*** Text for analysis

(17) The table TF.sub.i (14) is therefore of the {[w.sub.j; tf.sub.ij]}.sub.j type; for a document i.

(18) A third task, performed in parallel or sequentially, consists in calculating a table Δdf.sub.i 15 corresponding, for each term w.sub.j, to the presence or not of the term in the document. This table Δdf.sub.i (15) is therefore of the {[W.sub.j|tf.sub.ij>0]}.sub.j type.

(19) The table TF.sub.i (14) is then encrypted using a homomorphic encryption method, for example, according to a method described in article Zhou, H., & Women, G. (février 2014). Efficient homomorphic encryption on integer vectors and its applications. In Information Theory and Applications Workshop (ITA), 2014 (pp. 1-9). IEEE.

(20) The result of this encryption of the table TF.sub.i (14) is a set of encrypted data (11). Each set of encrypted data (11) is transmitted by the customer computing device (1) to the server (2).
******
--- Questions ---
• a. Condense the paragraph of the patent passage beginning "A third task, performed in parallel" into a short bulleted list that keeps its main facts.
• b. In the patent passage, take the part that opens with the words containing "(19) The table" and closes with "(pp. 1-9). IEEE.", and write it out again, swapping "encrypted" for "ciphered".
• c. Extend the patent passage with the next paragraph, starting after its final sentence.
The rows that follow come from a different source than the patent passage.
*** Records
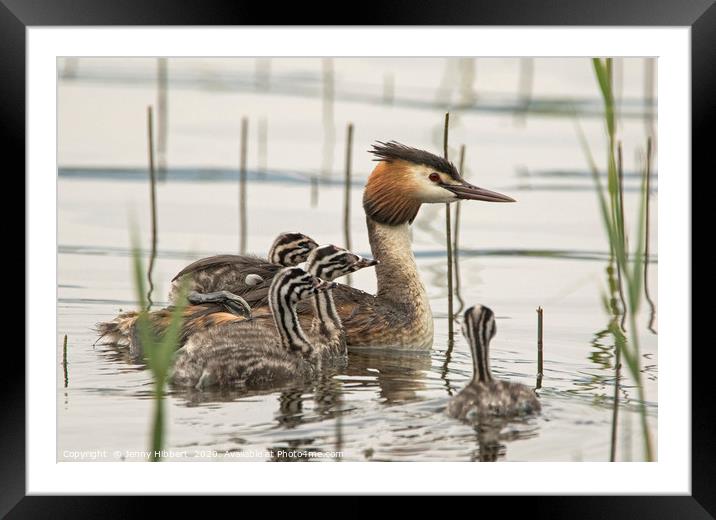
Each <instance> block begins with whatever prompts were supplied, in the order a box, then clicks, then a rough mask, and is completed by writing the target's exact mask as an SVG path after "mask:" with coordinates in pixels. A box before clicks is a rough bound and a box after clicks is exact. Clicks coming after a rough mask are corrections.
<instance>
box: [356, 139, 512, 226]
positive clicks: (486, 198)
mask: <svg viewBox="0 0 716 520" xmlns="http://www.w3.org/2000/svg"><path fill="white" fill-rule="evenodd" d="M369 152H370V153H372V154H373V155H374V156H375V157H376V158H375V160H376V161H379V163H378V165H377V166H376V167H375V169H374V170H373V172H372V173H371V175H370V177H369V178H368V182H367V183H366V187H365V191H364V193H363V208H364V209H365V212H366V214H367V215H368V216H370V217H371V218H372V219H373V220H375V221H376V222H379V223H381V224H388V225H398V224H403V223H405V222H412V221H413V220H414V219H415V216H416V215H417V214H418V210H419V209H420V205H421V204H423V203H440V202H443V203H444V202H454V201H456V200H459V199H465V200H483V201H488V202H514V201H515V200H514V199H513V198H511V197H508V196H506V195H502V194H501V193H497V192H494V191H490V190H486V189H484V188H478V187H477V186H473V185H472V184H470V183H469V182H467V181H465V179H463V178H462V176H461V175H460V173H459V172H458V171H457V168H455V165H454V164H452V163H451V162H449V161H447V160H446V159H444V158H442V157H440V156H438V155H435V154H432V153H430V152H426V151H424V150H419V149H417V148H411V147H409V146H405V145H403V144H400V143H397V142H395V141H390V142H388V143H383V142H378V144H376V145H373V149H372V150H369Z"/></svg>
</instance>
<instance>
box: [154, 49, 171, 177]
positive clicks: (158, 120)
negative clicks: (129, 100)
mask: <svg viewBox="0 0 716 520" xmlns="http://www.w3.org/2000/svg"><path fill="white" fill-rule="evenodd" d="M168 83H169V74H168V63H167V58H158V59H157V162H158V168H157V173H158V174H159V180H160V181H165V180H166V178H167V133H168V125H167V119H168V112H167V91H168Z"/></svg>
******
*** Records
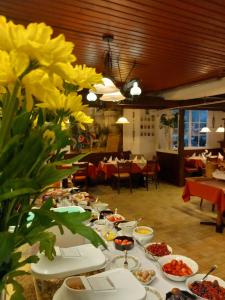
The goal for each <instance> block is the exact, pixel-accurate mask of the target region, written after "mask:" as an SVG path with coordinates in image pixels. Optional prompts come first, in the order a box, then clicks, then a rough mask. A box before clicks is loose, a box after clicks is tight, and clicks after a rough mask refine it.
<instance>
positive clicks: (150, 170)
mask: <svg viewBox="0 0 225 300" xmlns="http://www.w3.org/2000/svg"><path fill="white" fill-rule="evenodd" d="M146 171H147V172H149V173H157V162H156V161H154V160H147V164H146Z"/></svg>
******
--- Per-task answers ---
• a.
- A third task, performed in parallel or sequentially, calculates a table Δdf.sub.i (15).
- For each term w.sub.j, the table records whether the term is present in the document.
- The table Δdf.sub.i (15) is of the {[W.sub.j|tf.sub.ij>0]}.sub.j type.

• b.
(19) The table TF.sub.i (14) is then ciphered using a homomorphic encryption method, for example, according to a method described in article Zhou, H., & Women, G. (février 2014). Efficient homomorphic encryption on integer vectors and its applications. In Information Theory and Applications Workshop (ITA), 2014 (pp. 1-9). IEEE.

• c.
(21) The grouping of the encrypted data (11) constitutes an encrypted database (30) of all the {TF.sub.i}.sub.i.

(22) At the same time or sequentially, the table Δdf.sub.i (15) is encrypted using a known method, for example, AES and transmitted to the server (2) to record an encrypted file (12) on the server (2).

(23) All the encrypted files (12) recorded on the server form a database (31).

(24) Each encrypted file (12) recorded on the server (2) makes it possible to reconstitute a table df_A 13 by decryption with an algorithm inverse to the one used for the above-mentioned encryption.

(25) This table df_A (13) is calculated only on the customer computing device 1, from: Either all the encrypted tables of database 31 recorded on the server (2), after the transmission thereof on the customer computing device (1); or directly by updating a table df_A (13) locally recorded on the customer computing device 1, the update being performed each time a table Δdf.sub.i (15) is added.

(26) This data preparation step leads to the recording, on the server, of data that are not directly requestable and that do not reveal meaningful information about the content or the documents, especially in the event of an attack on the server or a malicious action by a privileged user.

(27) Requesting

(28) Requesting is performed by sending a text request (20) formed by a combination of words from the customer computing device (1).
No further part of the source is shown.